(Pointing dataset records)
* * * *
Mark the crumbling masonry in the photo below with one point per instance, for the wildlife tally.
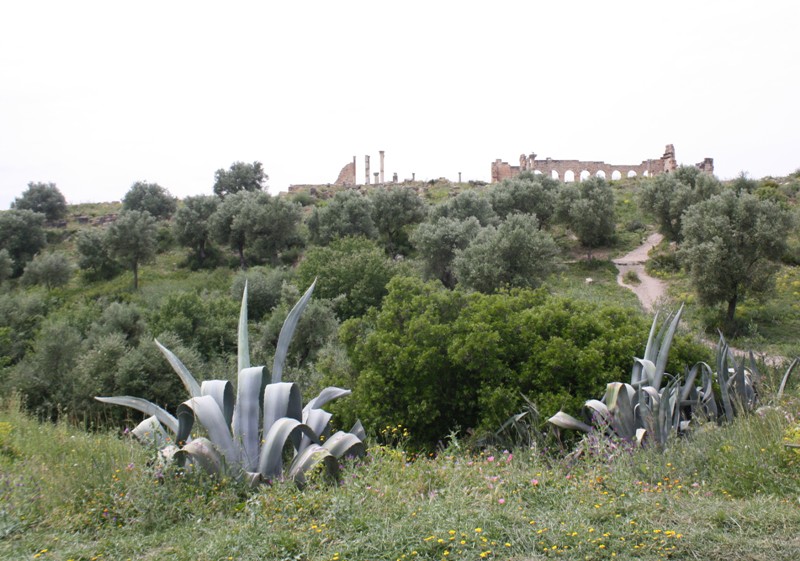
(575, 170)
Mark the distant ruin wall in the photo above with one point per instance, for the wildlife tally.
(347, 177)
(561, 169)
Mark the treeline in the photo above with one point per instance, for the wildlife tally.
(429, 311)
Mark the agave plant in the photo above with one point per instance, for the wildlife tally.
(247, 434)
(656, 405)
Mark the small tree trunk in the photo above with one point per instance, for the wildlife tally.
(731, 314)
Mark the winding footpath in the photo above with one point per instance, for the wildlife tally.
(650, 290)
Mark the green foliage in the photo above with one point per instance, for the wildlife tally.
(667, 196)
(348, 213)
(515, 254)
(435, 360)
(731, 245)
(44, 377)
(49, 269)
(587, 208)
(527, 193)
(247, 434)
(240, 177)
(438, 242)
(22, 235)
(352, 272)
(192, 225)
(264, 288)
(150, 197)
(204, 321)
(132, 240)
(6, 265)
(394, 210)
(465, 205)
(256, 222)
(44, 198)
(94, 255)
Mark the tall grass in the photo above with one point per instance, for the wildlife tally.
(99, 496)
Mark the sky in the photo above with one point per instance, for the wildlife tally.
(96, 95)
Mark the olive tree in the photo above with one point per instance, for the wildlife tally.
(515, 254)
(150, 197)
(192, 224)
(667, 196)
(587, 208)
(731, 245)
(348, 213)
(48, 269)
(132, 240)
(44, 198)
(22, 235)
(240, 177)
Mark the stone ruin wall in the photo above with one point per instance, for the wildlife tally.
(558, 169)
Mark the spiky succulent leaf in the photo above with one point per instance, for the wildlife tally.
(246, 422)
(567, 421)
(151, 432)
(206, 410)
(145, 407)
(222, 392)
(287, 332)
(270, 463)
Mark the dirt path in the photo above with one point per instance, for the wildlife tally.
(650, 290)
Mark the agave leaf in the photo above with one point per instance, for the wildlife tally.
(600, 410)
(785, 378)
(287, 332)
(243, 353)
(145, 407)
(358, 430)
(309, 458)
(328, 394)
(202, 451)
(663, 351)
(566, 421)
(186, 377)
(318, 421)
(344, 444)
(206, 410)
(151, 432)
(246, 421)
(281, 400)
(222, 392)
(270, 462)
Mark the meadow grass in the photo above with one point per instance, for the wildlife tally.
(730, 490)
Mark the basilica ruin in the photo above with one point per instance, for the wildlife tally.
(577, 170)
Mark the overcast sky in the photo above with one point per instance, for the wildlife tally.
(97, 95)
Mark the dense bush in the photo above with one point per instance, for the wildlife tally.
(434, 360)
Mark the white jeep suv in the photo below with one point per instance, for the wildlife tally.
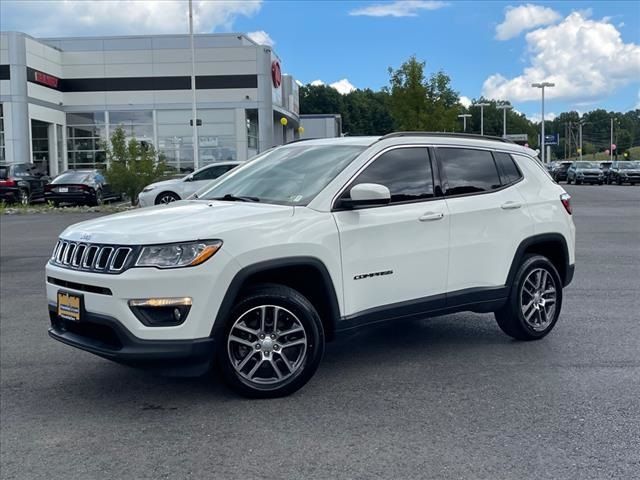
(311, 239)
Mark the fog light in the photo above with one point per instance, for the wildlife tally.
(161, 312)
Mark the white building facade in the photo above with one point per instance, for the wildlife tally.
(61, 98)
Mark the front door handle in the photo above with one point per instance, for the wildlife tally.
(510, 205)
(430, 216)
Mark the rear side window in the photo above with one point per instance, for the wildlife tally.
(468, 171)
(406, 172)
(508, 168)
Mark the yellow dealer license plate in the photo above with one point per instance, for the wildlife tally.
(69, 306)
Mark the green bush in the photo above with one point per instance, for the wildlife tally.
(132, 165)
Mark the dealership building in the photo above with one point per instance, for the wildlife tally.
(60, 98)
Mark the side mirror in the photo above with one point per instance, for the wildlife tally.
(367, 195)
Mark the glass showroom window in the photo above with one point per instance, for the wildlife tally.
(85, 134)
(217, 136)
(3, 157)
(136, 124)
(175, 139)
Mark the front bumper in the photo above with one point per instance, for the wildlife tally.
(106, 337)
(73, 197)
(9, 194)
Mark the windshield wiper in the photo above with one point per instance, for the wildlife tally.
(229, 197)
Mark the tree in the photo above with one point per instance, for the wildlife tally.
(422, 104)
(131, 165)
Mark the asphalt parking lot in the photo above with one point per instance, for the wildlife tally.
(450, 397)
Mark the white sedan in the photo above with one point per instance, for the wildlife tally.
(169, 191)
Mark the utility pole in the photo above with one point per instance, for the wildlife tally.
(580, 127)
(542, 87)
(194, 114)
(481, 105)
(504, 109)
(611, 142)
(464, 117)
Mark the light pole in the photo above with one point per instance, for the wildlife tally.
(504, 109)
(542, 86)
(196, 157)
(464, 117)
(481, 105)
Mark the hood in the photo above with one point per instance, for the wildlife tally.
(177, 222)
(165, 183)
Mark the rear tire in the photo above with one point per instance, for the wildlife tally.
(272, 342)
(534, 302)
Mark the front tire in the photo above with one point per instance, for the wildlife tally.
(534, 303)
(272, 344)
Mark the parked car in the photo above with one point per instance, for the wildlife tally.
(624, 172)
(312, 239)
(559, 172)
(80, 187)
(169, 191)
(21, 182)
(585, 172)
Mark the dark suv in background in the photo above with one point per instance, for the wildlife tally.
(624, 172)
(559, 172)
(585, 172)
(22, 182)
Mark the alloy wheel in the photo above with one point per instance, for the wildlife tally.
(267, 345)
(538, 299)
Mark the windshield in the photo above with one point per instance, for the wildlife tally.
(74, 177)
(291, 175)
(587, 165)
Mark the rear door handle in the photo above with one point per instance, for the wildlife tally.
(510, 205)
(431, 216)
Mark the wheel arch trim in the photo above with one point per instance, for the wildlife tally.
(537, 240)
(241, 277)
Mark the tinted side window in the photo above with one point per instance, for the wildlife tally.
(508, 168)
(406, 172)
(211, 173)
(468, 171)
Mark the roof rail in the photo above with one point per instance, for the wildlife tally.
(447, 135)
(299, 140)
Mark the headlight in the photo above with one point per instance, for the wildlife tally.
(176, 255)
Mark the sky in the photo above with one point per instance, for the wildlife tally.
(590, 50)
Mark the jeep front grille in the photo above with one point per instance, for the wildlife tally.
(92, 257)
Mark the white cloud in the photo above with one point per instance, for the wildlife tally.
(523, 18)
(261, 38)
(45, 18)
(465, 101)
(343, 86)
(586, 59)
(401, 8)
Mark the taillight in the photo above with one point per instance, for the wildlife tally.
(565, 198)
(9, 182)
* * * *
- WRITTEN REQUEST: Revise the material by replacing "wildlife tally" with "habitat survey" throughout and leaving everything else unchanged. Omit the pictures from your answer.

- EXERCISE RESULT:
Mark the crumbling masonry in the photo below with one point per instance, for the habitat survey.
(575, 170)
Mark the distant ruin wall in the photo above with one point per instance, for the habitat survey.
(347, 177)
(561, 169)
Mark the treeline in the photo above with one point per instance, for the habitat survey.
(429, 311)
Mark the agave plant in the photo above with one point per instance, for the habitat survey.
(247, 434)
(656, 405)
Mark the small tree trunk in the photo above with one point per instance, for the habitat survey.
(731, 314)
Mark the winding footpath in the photo above with one point per instance, for the habitat survey.
(650, 290)
Mark the green foliage in the photo above with one point per instance, for the habitat survey.
(667, 196)
(348, 213)
(515, 254)
(435, 360)
(731, 245)
(44, 377)
(49, 269)
(587, 208)
(527, 193)
(247, 434)
(240, 177)
(438, 242)
(22, 235)
(352, 272)
(192, 225)
(264, 288)
(150, 197)
(204, 321)
(132, 240)
(6, 265)
(394, 210)
(465, 205)
(256, 222)
(44, 198)
(94, 255)
Mark the tall grass in the photo above with one point per instance, for the habitat survey.
(99, 496)
Mark the sky in the photo above with one point per instance, for the habitat survey.
(96, 95)
Mark the olive tree in the photo above with one point per instance, for the habitat survey.
(515, 254)
(150, 197)
(192, 224)
(667, 196)
(587, 208)
(731, 245)
(348, 213)
(48, 269)
(132, 240)
(44, 198)
(22, 235)
(240, 177)
Mark the stone ruin wall in the photo above with one point per instance, for the habitat survey.
(558, 169)
Mark the spiky succulent leaf in the photo above with one point per instance, for the habitat survey.
(246, 422)
(567, 421)
(151, 432)
(206, 410)
(145, 407)
(222, 392)
(287, 332)
(270, 463)
Mark the dirt path in the photo above with one point per instance, for the habitat survey.
(650, 290)
Mark the agave leaf in the photo above with one point per instance, for the habitat survey.
(600, 410)
(785, 378)
(287, 332)
(243, 353)
(145, 407)
(358, 430)
(309, 458)
(328, 394)
(202, 451)
(663, 351)
(566, 421)
(186, 377)
(318, 421)
(344, 444)
(206, 410)
(151, 432)
(246, 421)
(281, 400)
(222, 392)
(270, 462)
Mark the meadow grass in the photo above with one point per instance, for the habitat survey.
(730, 490)
Mark the basilica ruin in the photo above with one point per instance, for the habitat survey.
(577, 170)
Mark the overcast sky in the photo above with one point per instance, for the habitat survey.
(97, 95)
Mark the dense bush in the photo above with one point per instance, for the habitat survey.
(434, 360)
Mark the white jeep suv in the photo below with one point per instance, for the habitat survey.
(311, 239)
Mark the fog light in the photo above with one point per instance, for the habitat survey.
(161, 312)
Mark the white building facade in the photo above with one point per instance, for the habitat survey.
(61, 98)
Mark the front door handle in the photo above with one point per instance, for the habitat survey.
(510, 205)
(430, 216)
Mark the rear side window in the photo above with one point per instance, for the habitat survey.
(468, 171)
(406, 172)
(508, 168)
Mark the yellow dealer license plate in the photo above with one point per instance, for the habitat survey.
(69, 306)
Mark the green bush in the photo above with one point per instance, for the habitat survey.
(132, 165)
Mark the dealership building in the photo above with one point per instance, for the habitat survey.
(60, 98)
Mark the side mirror in the photo above with one point per instance, for the habitat survey.
(367, 195)
Mark the glass showroom window in the photo above with one point per instance, for the habitat survey.
(85, 134)
(217, 136)
(3, 157)
(136, 124)
(175, 139)
Mark the front bumper in the photo above with one point per instance, for the habitat survey.
(106, 337)
(73, 197)
(9, 194)
Mark the windshield wiper in the photo above with one point per instance, for the habitat survey.
(229, 197)
Mark the tree in the photo above with one point per instance, for the habitat survey.
(422, 104)
(131, 165)
Mark the asphalt parking lot in the photo above with one point per instance, for the habitat survey.
(450, 397)
Mark the white sedan in the photo above with one point per instance, for the habitat survey.
(169, 191)
Mark the utility pole in the photo above with one point per instance, for the habitat survey.
(580, 127)
(542, 87)
(194, 114)
(481, 105)
(504, 109)
(611, 142)
(464, 117)
Mark the light pole in the photo above with one point per instance, for the habitat survey.
(504, 109)
(542, 86)
(196, 157)
(464, 117)
(481, 105)
Mark the hood in the photo above with one point per instance, for the habitat survey.
(177, 222)
(165, 183)
Mark the rear tire in the photo above with one point per instance, for the habitat survey.
(272, 342)
(534, 302)
Mark the front tire in the photo above with one point per instance, for the habitat survey.
(534, 303)
(272, 344)
Mark the parked car in the photo above with one point per instance, for the habitat survey.
(624, 172)
(312, 239)
(559, 172)
(80, 187)
(169, 191)
(21, 182)
(585, 172)
Mark the dark suv in background in the photo above with one point per instance, for the habitat survey.
(624, 172)
(559, 172)
(585, 172)
(22, 182)
Mark the alloy wheel in the photo above with one point per instance, for the habitat survey.
(267, 345)
(538, 299)
Mark the windshield in the photo above with one point per instance, for the habitat survey.
(74, 177)
(291, 175)
(587, 165)
Mark the rear door handle in the photo above with one point per instance, for the habitat survey.
(510, 205)
(431, 216)
Mark the wheel arch trim in the photo above with one point per instance, for the habitat survey.
(537, 240)
(241, 277)
Mark the tinted side window in the photo above with one point per instance, for the habitat survey.
(508, 168)
(406, 172)
(211, 173)
(468, 171)
Mark the roof rail in the photo above with one point per instance, for the habitat survey.
(447, 135)
(299, 140)
Mark the headlight in the photo above with one point per instance, for the habitat survey.
(176, 255)
Mark the sky in the photo above with one point per instance, for the habitat survey.
(590, 50)
Mark the jeep front grille in the photo above with one point per instance, for the habitat survey.
(92, 257)
Mark the white cloud in the photo above with one point per instance, for the habitat survey.
(523, 18)
(261, 38)
(45, 18)
(465, 101)
(343, 86)
(586, 59)
(401, 8)
Mark the taillight in the photo above with one point per instance, for the habitat survey.
(565, 198)
(9, 182)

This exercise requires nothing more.